Extract the listing below in full, unchanged.

** begin DATASET **

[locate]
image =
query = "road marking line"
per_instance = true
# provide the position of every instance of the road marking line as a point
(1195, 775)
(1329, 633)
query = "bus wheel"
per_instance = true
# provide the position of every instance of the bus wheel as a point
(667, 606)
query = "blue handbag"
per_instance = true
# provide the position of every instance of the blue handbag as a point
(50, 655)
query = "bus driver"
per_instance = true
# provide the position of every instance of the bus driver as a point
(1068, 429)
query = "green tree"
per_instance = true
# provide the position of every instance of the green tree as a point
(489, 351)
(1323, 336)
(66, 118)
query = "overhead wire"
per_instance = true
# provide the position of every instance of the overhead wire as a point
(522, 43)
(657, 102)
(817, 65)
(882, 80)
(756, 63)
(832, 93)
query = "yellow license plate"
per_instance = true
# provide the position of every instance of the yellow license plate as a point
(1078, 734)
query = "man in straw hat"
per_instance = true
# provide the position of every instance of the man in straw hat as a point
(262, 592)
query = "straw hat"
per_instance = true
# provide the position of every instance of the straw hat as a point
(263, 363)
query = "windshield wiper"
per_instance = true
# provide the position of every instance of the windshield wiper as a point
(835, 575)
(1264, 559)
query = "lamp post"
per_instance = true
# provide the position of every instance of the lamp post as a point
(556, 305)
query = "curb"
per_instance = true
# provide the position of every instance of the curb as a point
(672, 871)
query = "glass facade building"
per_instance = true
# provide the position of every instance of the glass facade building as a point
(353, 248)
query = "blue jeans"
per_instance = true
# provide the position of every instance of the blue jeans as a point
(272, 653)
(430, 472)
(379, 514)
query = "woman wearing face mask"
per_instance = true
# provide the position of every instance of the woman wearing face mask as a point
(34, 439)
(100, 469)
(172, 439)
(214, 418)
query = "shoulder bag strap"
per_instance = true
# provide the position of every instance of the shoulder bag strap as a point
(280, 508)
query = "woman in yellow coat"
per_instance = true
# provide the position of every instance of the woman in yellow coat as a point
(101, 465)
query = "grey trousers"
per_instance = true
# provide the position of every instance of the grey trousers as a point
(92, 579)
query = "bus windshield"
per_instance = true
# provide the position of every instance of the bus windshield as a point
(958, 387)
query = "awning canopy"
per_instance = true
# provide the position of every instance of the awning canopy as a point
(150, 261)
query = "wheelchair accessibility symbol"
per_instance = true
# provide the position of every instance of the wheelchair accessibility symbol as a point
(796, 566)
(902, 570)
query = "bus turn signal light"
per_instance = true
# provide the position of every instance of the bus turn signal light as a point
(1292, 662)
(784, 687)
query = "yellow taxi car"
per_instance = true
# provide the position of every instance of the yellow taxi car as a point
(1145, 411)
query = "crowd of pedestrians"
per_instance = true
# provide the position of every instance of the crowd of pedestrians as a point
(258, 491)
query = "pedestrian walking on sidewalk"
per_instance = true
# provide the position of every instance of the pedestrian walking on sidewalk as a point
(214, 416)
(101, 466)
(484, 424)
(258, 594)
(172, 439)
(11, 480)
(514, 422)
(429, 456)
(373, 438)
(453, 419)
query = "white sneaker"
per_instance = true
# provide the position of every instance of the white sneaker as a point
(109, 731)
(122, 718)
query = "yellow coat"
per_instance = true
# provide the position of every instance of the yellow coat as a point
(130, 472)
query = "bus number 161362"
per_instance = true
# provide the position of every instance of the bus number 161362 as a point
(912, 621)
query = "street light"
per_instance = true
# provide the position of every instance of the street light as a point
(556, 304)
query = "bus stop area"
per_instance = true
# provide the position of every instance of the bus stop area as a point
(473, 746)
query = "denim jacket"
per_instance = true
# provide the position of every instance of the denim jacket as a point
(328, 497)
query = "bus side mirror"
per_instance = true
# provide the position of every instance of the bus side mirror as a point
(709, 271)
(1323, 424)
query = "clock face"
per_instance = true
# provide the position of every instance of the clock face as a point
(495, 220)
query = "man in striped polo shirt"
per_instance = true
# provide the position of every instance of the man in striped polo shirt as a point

** end DATASET **

> **THE SOLUTION**:
[locate]
image =
query = "road marking line"
per_instance = true
# provide the position of every instance of the road marking line as a point
(1195, 775)
(1329, 633)
query = "bus wheel"
per_instance = true
# provide the position of every instance of the bus wheel as a point
(667, 606)
query = "blue handbag"
per_instance = true
# provide the position of every instance of the blue handbag as a point
(50, 655)
query = "bus driver"
per_instance = true
# provide the position of every instance of the bus driver as a point
(1068, 429)
query = "green tree"
per_instance = true
# provide the position of every instance of the green tree as a point
(489, 351)
(1323, 336)
(66, 118)
query = "overhead wire"
per_instance = true
# provide the position of every instance of the overhead wire as a point
(522, 43)
(657, 102)
(817, 65)
(882, 80)
(756, 63)
(832, 93)
query = "yellow license plate"
per_instance = true
# provide the position of every instance of the yellow license plate as a point
(1078, 734)
query = "man in straw hat"
per_instance = true
# provide the position of every instance of the man in straw hat as a point
(262, 592)
query = "straw hat"
per_instance = true
# provide the position of every instance of the straw hat as a point
(263, 363)
query = "windshield wiper"
per_instance = true
# provide the position of every instance of the windshield wiper as a point
(835, 575)
(1264, 559)
query = "lamp post"
per_instance = true
# provide the position of every instance of the lamp post as a point
(556, 305)
query = "curb"
per_instance = true
# provide the position of every instance of the curb as a point
(672, 871)
query = "glass facade building"
per_instance = true
# provide the position of every instance of the glass facade building as a point
(353, 248)
query = "blue jeans"
per_instance = true
# provide the position of every instance of the blue jeans as a point
(272, 653)
(430, 472)
(379, 514)
query = "woman wearing face mask"
per_instance = true
# provide the position of every instance of the woman wearing face mask as a point
(34, 439)
(100, 469)
(172, 439)
(214, 418)
query = "shoulder bag strap"
per_instance = true
# provide the position of every instance of the shoulder bag strap as a point
(280, 508)
query = "woman in yellow coat"
per_instance = true
# provide the position of every instance of the woman in yellow coat as a point
(101, 465)
query = "grey trousers"
per_instance = true
# provide the position of every instance of the grey trousers as a point
(92, 579)
query = "bus windshield"
per_instance = true
# provide the position of every instance of the bus windshield as a point
(958, 387)
query = "awning canopy"
per_instance = true
# provide the position of every instance of the awning canopy as a point
(150, 261)
query = "wheelchair accessibility symbol"
per_instance = true
# provide the position of every instance of the wheelchair accessibility symbol as a point
(796, 566)
(902, 570)
query = "bus turn signal light"
per_instance = true
# provide the position of every instance of the bus turn signal light as a point
(1292, 662)
(784, 687)
query = "yellow taxi car"
per_instance = true
# provide the position of every instance of the yellow taxi car as a point
(1145, 411)
query = "crowd of pedestrians"
per_instance = true
# provide the position of every instance of the crowd of pedestrians as a point
(258, 491)
query = "pedestrian walking on sidewalk"
per_instance = true
# provide the position of every instance of the pedestrian walking on sidewalk as a point
(214, 416)
(101, 466)
(484, 424)
(258, 594)
(172, 439)
(11, 480)
(514, 422)
(429, 456)
(373, 438)
(453, 419)
query = "white sneaker"
per_instance = true
# provide the position of every instance of the white sneaker as a point
(109, 731)
(122, 718)
query = "yellow coat"
per_instance = true
# provide the position of every instance of the yellow coat as a point
(130, 472)
query = "bus number 161362"
per_instance = true
# provide the position of every instance of the bus number 161362 as a point
(912, 621)
query = "street light"
per_instance = true
# provide the position of every instance of the street light as a point
(556, 304)
query = "bus stop area"
per_instance = true
# provide the position of every instance of the bus stop area as a point
(473, 746)
query = "denim jacket"
per_instance = true
# provide the position of every instance of the denim jacket as a point
(328, 497)
query = "bus side mirror"
per_instance = true
# provide the position of every instance of the bus side mirror as a point
(709, 271)
(1323, 424)
query = "clock face"
per_instance = true
# provide the position of every instance of the clock face as a point
(495, 220)
query = "man in striped polo shirt"
per_instance = true
# provide the position of every instance of the man in striped polo shirt as a point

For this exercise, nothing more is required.